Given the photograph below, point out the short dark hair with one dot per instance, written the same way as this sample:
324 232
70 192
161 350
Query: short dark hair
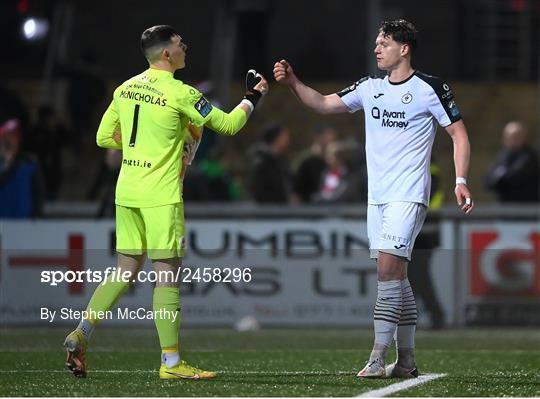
157 35
401 31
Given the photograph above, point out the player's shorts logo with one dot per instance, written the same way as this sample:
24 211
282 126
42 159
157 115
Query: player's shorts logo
407 98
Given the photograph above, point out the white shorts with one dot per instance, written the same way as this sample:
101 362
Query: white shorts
393 227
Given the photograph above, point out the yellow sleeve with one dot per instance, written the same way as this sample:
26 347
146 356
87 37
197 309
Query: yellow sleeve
227 124
109 135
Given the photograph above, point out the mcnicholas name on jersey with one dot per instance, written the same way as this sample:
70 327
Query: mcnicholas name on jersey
147 98
390 118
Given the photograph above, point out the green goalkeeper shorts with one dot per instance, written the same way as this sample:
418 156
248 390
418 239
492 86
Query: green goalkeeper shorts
158 231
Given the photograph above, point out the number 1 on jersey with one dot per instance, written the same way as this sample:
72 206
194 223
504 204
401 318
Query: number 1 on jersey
134 127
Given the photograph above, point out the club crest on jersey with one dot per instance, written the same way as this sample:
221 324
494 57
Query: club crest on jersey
407 98
203 107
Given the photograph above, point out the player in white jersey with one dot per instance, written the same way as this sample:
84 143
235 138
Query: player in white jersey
401 112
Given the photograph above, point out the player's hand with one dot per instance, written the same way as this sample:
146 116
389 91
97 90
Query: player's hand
283 73
463 197
256 87
262 86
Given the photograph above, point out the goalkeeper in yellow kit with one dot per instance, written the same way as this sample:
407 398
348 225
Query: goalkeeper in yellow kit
151 118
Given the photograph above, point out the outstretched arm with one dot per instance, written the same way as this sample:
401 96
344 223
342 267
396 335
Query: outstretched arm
462 152
329 104
230 123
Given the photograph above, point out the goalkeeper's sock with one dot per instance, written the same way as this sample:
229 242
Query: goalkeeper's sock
104 297
170 356
86 327
406 329
386 316
167 317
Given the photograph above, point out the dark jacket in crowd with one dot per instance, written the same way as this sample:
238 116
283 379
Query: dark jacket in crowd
514 176
270 178
21 189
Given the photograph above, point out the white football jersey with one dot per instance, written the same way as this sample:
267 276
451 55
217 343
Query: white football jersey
400 129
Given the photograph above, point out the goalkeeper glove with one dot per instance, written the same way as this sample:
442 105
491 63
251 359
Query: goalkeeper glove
252 79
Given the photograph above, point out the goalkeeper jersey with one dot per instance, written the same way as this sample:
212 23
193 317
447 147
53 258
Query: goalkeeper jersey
151 113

==================================================

Return all of the material above word for word, leaving out any picture.

_RESPONSE TO THIS EXERCISE_
Given the photograph below, point out the short dark hair with one dot per instance, written the same way as this sample:
324 232
70 192
161 350
Query: short dark hair
157 35
401 31
Given the photograph above, point out the player's shorts logo with one dot per instance, written the same way as this sample:
24 211
282 126
42 159
157 115
Query: player's shorts logo
407 98
Given the photograph above, point out the white shorts with one dot per instance, written the same way as this sample:
101 362
Query: white shorts
393 227
Given the photograph above, point out the yellow sleeve with one dot per instance, written the same way as this sample:
26 347
146 356
87 37
197 309
Query: yellow sleeve
227 124
109 135
Given the photograph above, point out the mcnicholas name on jersey with one dot per instance, written the same way as this sample:
70 327
Query: mcnicholas name on jersey
147 98
390 118
Given the photograph above, point out the green goalkeeper shorts with one dot per instance, written the same way as this sample:
418 156
248 390
418 239
492 86
Query: green goalkeeper shorts
158 231
Given the photograph above, point out the number 1 on jersey with one dot per instance, written the same way as this sample:
72 206
194 223
504 204
401 318
Query: number 1 on jersey
134 127
Given the photograph above, point out the club crest on jersey with one dot per instance, written the same way as this sample:
221 324
494 57
Query: club crest on jersey
407 98
203 107
Given the photograph above, point out the player in white jersey with one dot per instance, written the same way as this sample:
84 143
235 138
Query: player in white jersey
401 112
Given the photograph above, point out the player's hand with one dot per instance, written the same way as this sample:
146 116
389 91
97 90
Query: player's hand
283 73
463 197
256 87
262 86
Given the photograph above, point out the goalkeeper in yellow kit with one dot per instance, written the same way as this sample:
407 398
348 225
Query: goalkeeper in yellow kit
151 118
Given the photograph above, point out the outstretched arm with one dot per instance, written the same way as this sample:
401 96
344 223
342 267
396 335
Query: outstretched arm
462 152
329 104
230 123
Given the photograph above, point out the goalkeeper's sock with one dot per instance, written the same way as this sample:
229 242
Query: goalkeeper's sock
104 297
170 356
86 327
406 329
386 316
167 317
Given the photograph above, point out the dark jacket in crowd with one dot per instance, written the same way as this sample:
238 116
283 379
Query: dark jacket in crowd
514 176
270 178
21 189
Given the photograph above, point out the white football jersey with one dot per instance, written the same way as this sample:
267 276
451 55
217 343
Query: white football jersey
400 129
Given the photograph above, point out the goalkeeper glove with one dot per instance, written the same way as this sample:
442 105
491 63
251 359
Query: goalkeeper glove
252 79
Given the photograph above, point out the goalkeeper jersey with one dot per instance, written the same way as this sample:
212 23
193 317
447 147
53 258
Query: goalkeeper jersey
151 113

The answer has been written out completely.